## TRY IT
Go through the listing below and return every line exactly.
-- RECORDS SHOWN follows --
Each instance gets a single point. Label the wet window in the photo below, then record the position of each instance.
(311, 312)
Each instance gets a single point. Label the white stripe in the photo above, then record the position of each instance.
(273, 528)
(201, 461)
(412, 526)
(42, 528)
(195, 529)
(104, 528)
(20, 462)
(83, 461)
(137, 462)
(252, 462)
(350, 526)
-- RECORDS SHOWN concluded --
## WRITTEN REPLY
Each instance gets a single point. Label the wet window in the photo below, then record the position of each instance.
(311, 312)
Each instance gets a single point. Label the white stripe in the photo above, then record the position of each instance.
(273, 528)
(201, 461)
(412, 526)
(42, 528)
(195, 529)
(104, 528)
(20, 462)
(83, 461)
(137, 462)
(252, 462)
(350, 526)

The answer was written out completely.